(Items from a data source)
####################

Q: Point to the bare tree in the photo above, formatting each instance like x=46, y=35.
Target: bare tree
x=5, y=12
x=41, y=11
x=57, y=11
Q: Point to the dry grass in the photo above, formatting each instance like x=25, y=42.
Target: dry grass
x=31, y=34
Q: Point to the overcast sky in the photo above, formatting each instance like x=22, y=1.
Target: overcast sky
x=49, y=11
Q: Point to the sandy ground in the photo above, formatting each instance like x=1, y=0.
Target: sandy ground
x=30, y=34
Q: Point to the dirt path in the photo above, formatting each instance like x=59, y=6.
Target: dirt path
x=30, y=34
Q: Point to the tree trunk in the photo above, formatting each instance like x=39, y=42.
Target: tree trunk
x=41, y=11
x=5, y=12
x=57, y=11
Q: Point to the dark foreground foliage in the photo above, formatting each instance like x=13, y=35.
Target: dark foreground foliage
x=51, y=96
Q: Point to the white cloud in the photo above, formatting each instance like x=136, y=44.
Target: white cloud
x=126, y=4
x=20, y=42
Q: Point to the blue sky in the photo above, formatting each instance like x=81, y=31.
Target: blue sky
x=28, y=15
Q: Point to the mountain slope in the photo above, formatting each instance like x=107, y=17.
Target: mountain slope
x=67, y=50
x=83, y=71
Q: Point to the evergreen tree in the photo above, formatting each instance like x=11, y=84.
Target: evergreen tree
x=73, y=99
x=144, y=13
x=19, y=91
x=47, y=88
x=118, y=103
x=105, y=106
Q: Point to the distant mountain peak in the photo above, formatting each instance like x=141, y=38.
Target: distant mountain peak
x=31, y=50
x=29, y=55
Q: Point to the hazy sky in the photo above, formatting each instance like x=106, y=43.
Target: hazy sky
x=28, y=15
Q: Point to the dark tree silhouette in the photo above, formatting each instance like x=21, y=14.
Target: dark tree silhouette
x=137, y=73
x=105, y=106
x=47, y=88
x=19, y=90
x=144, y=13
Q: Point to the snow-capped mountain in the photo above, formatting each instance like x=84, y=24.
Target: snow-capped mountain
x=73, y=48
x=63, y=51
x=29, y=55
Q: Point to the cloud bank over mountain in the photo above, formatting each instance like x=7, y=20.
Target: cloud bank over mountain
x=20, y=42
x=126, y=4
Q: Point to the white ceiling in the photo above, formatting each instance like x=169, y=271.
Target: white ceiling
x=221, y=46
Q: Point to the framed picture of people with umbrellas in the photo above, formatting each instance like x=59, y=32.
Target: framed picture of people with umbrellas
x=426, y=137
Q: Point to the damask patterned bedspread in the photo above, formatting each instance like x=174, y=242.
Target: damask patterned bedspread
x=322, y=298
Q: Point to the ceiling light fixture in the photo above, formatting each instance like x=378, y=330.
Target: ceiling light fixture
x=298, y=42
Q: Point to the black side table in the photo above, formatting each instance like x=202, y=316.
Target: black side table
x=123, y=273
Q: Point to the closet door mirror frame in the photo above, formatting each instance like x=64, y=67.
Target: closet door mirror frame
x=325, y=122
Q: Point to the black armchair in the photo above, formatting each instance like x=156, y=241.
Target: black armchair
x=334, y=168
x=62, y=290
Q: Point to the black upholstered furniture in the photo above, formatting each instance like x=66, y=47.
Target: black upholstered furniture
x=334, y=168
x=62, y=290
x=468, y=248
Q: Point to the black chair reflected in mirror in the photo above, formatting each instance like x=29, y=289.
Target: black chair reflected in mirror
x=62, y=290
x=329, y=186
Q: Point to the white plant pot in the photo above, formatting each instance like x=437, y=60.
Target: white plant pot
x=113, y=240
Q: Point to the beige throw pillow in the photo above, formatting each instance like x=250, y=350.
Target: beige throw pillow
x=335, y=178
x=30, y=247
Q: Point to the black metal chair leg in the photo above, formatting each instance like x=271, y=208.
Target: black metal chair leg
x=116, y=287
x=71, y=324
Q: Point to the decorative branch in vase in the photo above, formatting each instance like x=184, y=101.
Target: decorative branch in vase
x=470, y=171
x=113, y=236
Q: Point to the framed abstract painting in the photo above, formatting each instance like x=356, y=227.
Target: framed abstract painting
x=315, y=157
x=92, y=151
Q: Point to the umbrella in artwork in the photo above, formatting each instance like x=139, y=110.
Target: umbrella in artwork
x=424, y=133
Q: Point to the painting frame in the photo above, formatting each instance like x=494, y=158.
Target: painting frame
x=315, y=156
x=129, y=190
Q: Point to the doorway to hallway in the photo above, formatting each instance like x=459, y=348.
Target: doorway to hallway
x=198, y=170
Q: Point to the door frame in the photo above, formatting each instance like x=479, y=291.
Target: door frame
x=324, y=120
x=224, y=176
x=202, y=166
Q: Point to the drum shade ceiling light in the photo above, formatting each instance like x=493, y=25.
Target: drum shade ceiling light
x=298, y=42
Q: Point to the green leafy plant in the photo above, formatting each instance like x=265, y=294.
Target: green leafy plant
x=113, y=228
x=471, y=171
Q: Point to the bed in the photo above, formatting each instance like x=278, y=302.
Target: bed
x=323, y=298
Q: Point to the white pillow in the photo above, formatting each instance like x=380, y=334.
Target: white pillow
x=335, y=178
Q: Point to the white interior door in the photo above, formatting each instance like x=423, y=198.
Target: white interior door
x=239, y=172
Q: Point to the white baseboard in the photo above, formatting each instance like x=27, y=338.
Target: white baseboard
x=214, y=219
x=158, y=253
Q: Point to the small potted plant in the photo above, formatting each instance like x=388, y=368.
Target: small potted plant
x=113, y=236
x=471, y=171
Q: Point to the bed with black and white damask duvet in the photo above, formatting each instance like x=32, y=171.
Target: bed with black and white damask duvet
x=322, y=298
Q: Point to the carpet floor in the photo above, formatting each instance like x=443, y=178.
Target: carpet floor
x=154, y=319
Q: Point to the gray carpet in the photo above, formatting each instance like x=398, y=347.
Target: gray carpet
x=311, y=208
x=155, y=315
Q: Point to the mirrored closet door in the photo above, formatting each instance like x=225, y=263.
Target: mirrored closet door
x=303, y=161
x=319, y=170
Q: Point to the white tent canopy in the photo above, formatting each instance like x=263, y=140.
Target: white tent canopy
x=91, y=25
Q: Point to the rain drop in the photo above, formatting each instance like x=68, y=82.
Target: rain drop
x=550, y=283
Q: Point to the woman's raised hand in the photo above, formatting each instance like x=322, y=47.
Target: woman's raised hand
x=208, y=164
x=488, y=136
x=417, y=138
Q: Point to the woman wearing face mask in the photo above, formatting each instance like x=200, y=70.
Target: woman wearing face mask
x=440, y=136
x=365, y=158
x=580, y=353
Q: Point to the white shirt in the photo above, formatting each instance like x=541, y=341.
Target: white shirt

####################

Copy out all of the rows with "Label" in place of every "Target", leaving everything else unchanged.

Q: Point to the bare tree in the photo above, formatting each instance like x=46, y=35.
Label: bare tree
x=5, y=12
x=41, y=11
x=57, y=11
Q: Point to the dry grass in the photo above, formatting each instance like x=25, y=42.
Label: dry grass
x=31, y=34
Q: Point to the overcast sky in the photo above, formatting each instance like x=22, y=1.
Label: overcast sky
x=49, y=11
Q: Point to the sandy ground in the photo above, formatting each instance like x=1, y=0.
Label: sandy ground
x=30, y=34
Q: Point to the dirt path in the photo above, formatting each instance like x=59, y=6.
Label: dirt path
x=30, y=34
Q: Point to the tree trunk in the photo above, formatting each instance like x=39, y=42.
Label: tree trunk
x=41, y=11
x=5, y=12
x=57, y=11
Q: Point to the dark foreground foliage in the photo above, formatting each instance like x=13, y=35.
Label: dark foreground foliage
x=51, y=96
Q: Point to the white cloud in the photo above, formatting each instance like x=136, y=44.
Label: white cloud
x=126, y=4
x=20, y=42
Q: Point to the blue sky in the photo above, formatting each instance like x=81, y=31.
Label: blue sky
x=28, y=15
Q: Point to the mountain slope in the photo above, formatting each instance like x=107, y=17.
Label: mountain slope
x=67, y=50
x=83, y=71
Q: Point to the evergreen tree in the photo above, formatting each instance like x=11, y=84.
Label: evergreen tree
x=73, y=99
x=144, y=13
x=19, y=91
x=47, y=88
x=118, y=103
x=105, y=106
Q: Point to the distant mountain peak in the photo above, formatting each instance like x=141, y=38.
Label: distant mountain peak
x=31, y=50
x=29, y=55
Q: Point to the hazy sky in the photo above, formatting each instance like x=106, y=43.
Label: hazy sky
x=28, y=15
Q: Point to the dark tree silhouette in the photo above, formatting each instance like x=21, y=14.
Label: dark tree silhouette
x=137, y=73
x=105, y=106
x=47, y=88
x=19, y=90
x=144, y=13
Q: Point to the snow-capped mountain in the photo above, formatting each instance like x=84, y=24.
Label: snow-capped mountain
x=73, y=48
x=63, y=51
x=29, y=55
Q: Point to the cloud bank over mountain in the photo above, formatting each instance like x=7, y=20.
Label: cloud bank over mountain
x=20, y=42
x=126, y=4
Q: Point to the white ceiling in the photo above, formatting each instance like x=169, y=271.
Label: white ceiling
x=221, y=46
Q: Point to the framed picture of people with umbrellas in the photo above, formatting each instance like x=59, y=32.
Label: framed picture of people with umbrellas
x=426, y=137
Q: Point to the damask patterned bedspread in the photo above, formatting each instance like x=174, y=242.
Label: damask patterned bedspread
x=322, y=298
Q: Point to the ceiling light fixture in the photo above, formatting each instance like x=378, y=330.
Label: ceiling light fixture
x=298, y=42
Q: Point to the black side table in the photo above, formatting each instance like x=202, y=316.
Label: black side table
x=123, y=273
Q: Point to the closet door mirror frame in the photo above, formatting each instance like x=64, y=67.
Label: closet door mirror frame
x=325, y=122
Q: Point to the black armchair in the photo above, formatting each instance like x=156, y=241.
Label: black armchair
x=334, y=168
x=62, y=290
Q: Point to the black upholstered furniture in the photo above, formatting each instance like x=66, y=47.
Label: black upholstered furniture
x=334, y=168
x=62, y=290
x=468, y=248
Q: Point to the black chair reflected in mirror in the photo above, formatting each instance like x=29, y=289.
Label: black chair reflected in mirror
x=62, y=290
x=329, y=186
Q: Point to the white plant pot in the photo above, formatting each instance like x=437, y=60.
Label: white plant pot
x=113, y=240
Q: Point to the beige throw pillow in the photo above, formatting each instance like x=250, y=350.
Label: beige throw pillow
x=335, y=178
x=30, y=247
Q: Point to the black metal chair leg in the photo above, formatting each instance like x=271, y=208.
Label: black metal chair leg
x=116, y=287
x=71, y=324
Q: Point to the decorative branch in vase in the photo above, formatting each instance like x=184, y=101.
Label: decorative branch in vase
x=470, y=171
x=113, y=236
Q: Point to the framed abstract painting in the photo above, formatting each instance like x=356, y=227.
Label: framed abstract painting
x=315, y=157
x=92, y=151
Q: Point to the umbrella in artwork in the photo above, formatting each instance like x=139, y=110.
Label: umbrella in artwork
x=424, y=133
Q: Point to the painting frame in the photo above, formatting each instance like x=494, y=158.
Label: painting frame
x=315, y=156
x=129, y=190
Q: Point to the doorway to hallway in the photo above, formatting each instance like x=459, y=348.
Label: doorway to hallway
x=198, y=170
Q: Point to the door frame in the photo above, formatting each instance like x=479, y=291.
Label: door frame
x=324, y=120
x=224, y=176
x=202, y=166
Q: Point to the drum shade ceiling light in the photo above, formatting each instance like x=493, y=25.
Label: drum shade ceiling light
x=298, y=42
Q: Point to the green leafy plant in the photo above, formatting each instance like x=265, y=294.
Label: green leafy plant
x=113, y=228
x=471, y=171
Q: Point to the bed in the photo above, formatting each instance like x=278, y=302.
Label: bed
x=323, y=298
Q: Point to the white pillow in the photo above, formatting each instance like x=380, y=334.
Label: white pillow
x=335, y=178
Q: Point to the white interior door in the photo above, formatting each instance like x=423, y=198.
Label: white interior door
x=239, y=172
Q: Point to the white baseboard in the photo above, formatting each instance like x=27, y=338.
Label: white baseboard
x=214, y=219
x=158, y=253
Q: Point to the small potted plant in the photo above, formatting each instance like x=388, y=368.
Label: small potted plant
x=113, y=236
x=471, y=171
Q: Point to the bed with black and white damask duvet in the photo above, formatting each instance like x=32, y=171.
Label: bed with black and white damask duvet
x=322, y=298
Q: Point to the carpet floor in the photo above, formatting each instance like x=443, y=178.
Label: carpet floor
x=154, y=319
Q: Point to the gray carpet in the photo above, formatting each instance like x=398, y=347.
Label: gray carpet
x=311, y=208
x=155, y=315
Q: Point to the mirrored closet door in the photo above, formatting each instance like x=225, y=263.
Label: mirrored closet door
x=303, y=161
x=319, y=170
Q: Point to the white tent canopy in the photo above, formatting each instance like x=263, y=140.
Label: white tent canopy
x=91, y=25
Q: Point to the rain drop in the photo above, formatting each instance like x=68, y=82.
Label: rain drop
x=550, y=283
Q: Point to the woman's raised hand in the photo above, formatting each instance like x=322, y=47.
Label: woman's raised hand
x=208, y=164
x=488, y=136
x=417, y=138
Q: Point to the woman wearing face mask in the photo above, formatting each instance like x=200, y=70.
Label: woman wearing face mask
x=440, y=136
x=365, y=158
x=580, y=353
Q: Point to the white shirt in the photo above, formatting each instance like x=541, y=341.
Label: white shirt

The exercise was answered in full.